EXERCISE INSTRUCTIONS> Transcribe the whole listing below without changing a word, but leave out every image.

RECORDS PROVIDED>
━━━━━━━━━━━━━━━━

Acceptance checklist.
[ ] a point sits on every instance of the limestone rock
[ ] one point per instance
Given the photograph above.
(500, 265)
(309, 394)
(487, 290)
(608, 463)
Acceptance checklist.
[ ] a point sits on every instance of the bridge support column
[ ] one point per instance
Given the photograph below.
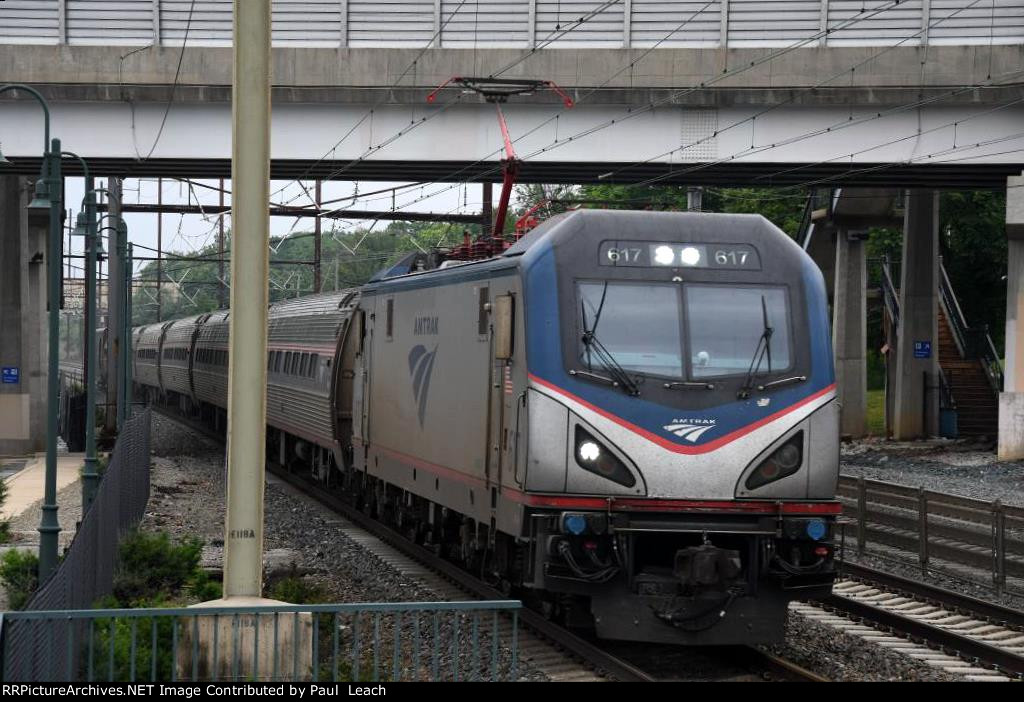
(1011, 442)
(23, 313)
(850, 332)
(916, 401)
(822, 250)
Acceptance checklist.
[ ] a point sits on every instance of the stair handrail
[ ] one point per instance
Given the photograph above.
(889, 294)
(954, 314)
(806, 230)
(957, 322)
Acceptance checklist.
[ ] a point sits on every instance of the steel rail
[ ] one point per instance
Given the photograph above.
(592, 654)
(947, 599)
(915, 628)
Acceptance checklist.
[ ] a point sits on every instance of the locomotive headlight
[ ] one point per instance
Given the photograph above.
(689, 256)
(596, 457)
(590, 450)
(664, 256)
(786, 457)
(783, 462)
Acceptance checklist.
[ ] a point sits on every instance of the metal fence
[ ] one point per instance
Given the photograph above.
(431, 641)
(86, 572)
(961, 537)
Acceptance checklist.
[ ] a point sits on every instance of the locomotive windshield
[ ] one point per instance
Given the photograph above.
(637, 323)
(640, 325)
(725, 324)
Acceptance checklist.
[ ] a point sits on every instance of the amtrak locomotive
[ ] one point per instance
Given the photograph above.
(628, 418)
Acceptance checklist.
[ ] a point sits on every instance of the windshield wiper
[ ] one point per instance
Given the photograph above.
(620, 378)
(763, 350)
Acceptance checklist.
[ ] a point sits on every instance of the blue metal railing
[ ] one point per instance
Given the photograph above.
(417, 641)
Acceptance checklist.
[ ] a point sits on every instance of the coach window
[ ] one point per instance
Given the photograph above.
(726, 323)
(481, 311)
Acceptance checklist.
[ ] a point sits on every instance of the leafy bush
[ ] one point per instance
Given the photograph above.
(19, 575)
(131, 635)
(298, 590)
(151, 566)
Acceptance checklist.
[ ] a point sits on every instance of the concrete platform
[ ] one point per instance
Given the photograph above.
(26, 487)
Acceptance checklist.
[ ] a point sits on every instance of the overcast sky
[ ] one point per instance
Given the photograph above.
(183, 233)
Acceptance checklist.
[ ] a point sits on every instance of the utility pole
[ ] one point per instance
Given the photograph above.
(221, 297)
(486, 215)
(694, 199)
(250, 272)
(90, 479)
(316, 244)
(115, 278)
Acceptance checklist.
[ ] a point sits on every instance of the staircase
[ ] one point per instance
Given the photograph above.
(977, 406)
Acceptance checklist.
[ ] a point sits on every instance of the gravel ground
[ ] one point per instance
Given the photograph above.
(187, 499)
(958, 468)
(961, 468)
(897, 563)
(842, 657)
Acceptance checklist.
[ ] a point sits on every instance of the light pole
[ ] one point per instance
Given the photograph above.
(86, 226)
(48, 193)
(129, 357)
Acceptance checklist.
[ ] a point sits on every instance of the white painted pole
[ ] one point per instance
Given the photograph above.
(250, 229)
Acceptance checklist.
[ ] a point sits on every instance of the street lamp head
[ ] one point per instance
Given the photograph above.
(81, 225)
(41, 201)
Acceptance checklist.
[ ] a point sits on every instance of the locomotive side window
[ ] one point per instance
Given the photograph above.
(725, 324)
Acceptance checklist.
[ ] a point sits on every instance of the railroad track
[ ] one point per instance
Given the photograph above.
(558, 653)
(964, 635)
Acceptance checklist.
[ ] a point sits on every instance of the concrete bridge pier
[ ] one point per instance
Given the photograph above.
(1011, 441)
(850, 331)
(916, 379)
(23, 319)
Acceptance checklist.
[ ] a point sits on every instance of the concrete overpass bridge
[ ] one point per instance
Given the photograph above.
(919, 94)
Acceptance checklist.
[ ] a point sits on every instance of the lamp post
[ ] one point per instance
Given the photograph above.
(119, 230)
(86, 226)
(48, 193)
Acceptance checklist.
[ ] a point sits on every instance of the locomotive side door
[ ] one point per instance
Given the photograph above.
(500, 387)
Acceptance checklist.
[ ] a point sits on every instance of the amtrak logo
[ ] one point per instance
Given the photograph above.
(691, 430)
(421, 363)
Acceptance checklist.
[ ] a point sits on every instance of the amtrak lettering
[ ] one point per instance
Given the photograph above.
(421, 363)
(423, 325)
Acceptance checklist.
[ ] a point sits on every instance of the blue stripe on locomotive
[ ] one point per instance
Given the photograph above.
(545, 356)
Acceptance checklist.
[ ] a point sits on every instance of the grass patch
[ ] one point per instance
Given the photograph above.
(19, 575)
(877, 412)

━━━━━━━━━━━━━━━━

CORRECT RESULT>
Acceptance checklist.
[ ] a point sits on every instance of the limestone rock
[ ] one point per instance
Given the photograph above.
(500, 265)
(309, 394)
(487, 290)
(608, 463)
Acceptance checklist.
[ ] a point sits on every instance of the bridge support column
[ ] one point per instance
Given the photograph below.
(1011, 442)
(23, 313)
(850, 332)
(916, 401)
(822, 250)
Acceptance checklist.
[ ] a point sits on every instance of the stair handrail
[ ] one point per instance
Given the photograph above.
(889, 294)
(954, 314)
(806, 230)
(957, 322)
Acceptance checklist.
[ ] a point sits on every instance of the steel rail
[ ] one point per instance
Given the photograph above.
(592, 654)
(947, 599)
(915, 628)
Acceptance checklist.
[ ] a point sits on every instance of the locomotive headlight
[ ] one point per instance
Given the photograph above.
(689, 256)
(596, 457)
(590, 450)
(664, 256)
(786, 457)
(783, 462)
Acceptance checklist.
[ ] a point sits on every instance of the metal fence
[ ] one point per instance
Given the photograph above.
(431, 641)
(86, 572)
(961, 537)
Acceptance checklist.
[ ] a point sits on every instance of the locomotive windshield
[ ] one point per instance
Given the photograph above.
(637, 323)
(640, 325)
(725, 324)
Acceptance checklist.
[ ] a point sits on every instance of the amtrak locomotive
[ ] one point per instance
Given the photograph above.
(628, 418)
Acceptance checklist.
[ ] a point sits on every instance of the windshield wiper
[ ] one point per instance
Given the photograph above.
(620, 378)
(763, 350)
Acceptance checklist.
[ ] a point sits on every instance of the blue metal railing
[ ] one point per instance
Given the photograph above.
(417, 641)
Acceptance checklist.
[ ] a point sits on every instance of the coach window
[ ] one point per instance
Given the photograph above.
(726, 323)
(481, 311)
Acceptance checklist.
[ ] a point sits on every instance of the leafy bush
[ ] one point per instance
Given the photograph above.
(19, 575)
(131, 635)
(298, 590)
(151, 566)
Acceptance checklist.
[ ] a point sits on every instance of the concrete platform
[ ] one point per instance
Given the photograph above.
(26, 487)
Acceptance checklist.
[ ] a point sits on every instance of the overcast sky
[ ] one point per instance
Given the photograph above.
(183, 233)
Acceptance checklist.
[ ] a point sits on every instance of the utility pole
[ ] one point per instance
Given the photograph above.
(221, 297)
(486, 215)
(694, 199)
(250, 272)
(90, 479)
(316, 244)
(115, 278)
Acceptance checklist.
[ ] a point sits on every instance of the staircase
[ ] one point per instance
Given the photograph above.
(977, 406)
Acceptance checklist.
[ ] a point sits on every instance of the gravel ground
[ ] one point per instance
Given the photograph above.
(187, 499)
(958, 468)
(961, 468)
(897, 563)
(842, 657)
Acceptance checklist.
[ ] a point sits on every instance of the light pole
[ ] one point per instance
Given the photograph above.
(86, 226)
(48, 193)
(129, 357)
Acceptance checklist.
[ ] a point sits on every instance of the white painted pole
[ ] one point per instance
Given the photograph above.
(250, 229)
Acceptance checklist.
[ ] a point sits on every instance of the street lamp head
[ ] one point per instance
Given the photograph above.
(81, 225)
(41, 201)
Acceptance checklist.
[ ] a point sits on every instance of the locomotive side window
[ ] one point per instance
Given the photograph above.
(725, 324)
Acceptance checklist.
[ ] a point sits on every instance of the railroad track
[ ] one point per instance
Given the photograph above.
(558, 653)
(964, 635)
Acceptance checklist.
[ ] a point sits on every instance of the concrete bridge pier
[ ] one point per instance
Given the photograph above.
(1011, 441)
(850, 331)
(916, 379)
(23, 319)
Acceptance checklist.
[ ] a point sits on every instance of the concrete overpass bridge
[ ] one point per instance
Given the photograph above.
(919, 94)
Acceptance checklist.
[ ] a point sits on every instance of the lamp post
[ ] one point per instance
Given the photograph above.
(119, 230)
(86, 226)
(48, 193)
Acceptance checklist.
[ ] a point sits on every instance of the locomotive side door
[ ] one point per instance
Given the photograph above.
(500, 387)
Acceptance checklist.
[ ] a point sits on every instance of the amtrak logo
[ ] one point per instance
Given the photograph above.
(691, 430)
(421, 363)
Acceptance checklist.
[ ] a point sits on every instance of the amtrak lettering
[ ] one point per instance
Given the photograph above.
(421, 363)
(423, 325)
Acceptance checklist.
[ ] a point sits on every instance of the blue stripe on locomotive
[ ] one point per instance
Given the photograph above.
(545, 356)
Acceptance checklist.
[ ] a point sits on every instance of the grass patch
[ ] one point per instance
Given the photograph above.
(19, 575)
(877, 412)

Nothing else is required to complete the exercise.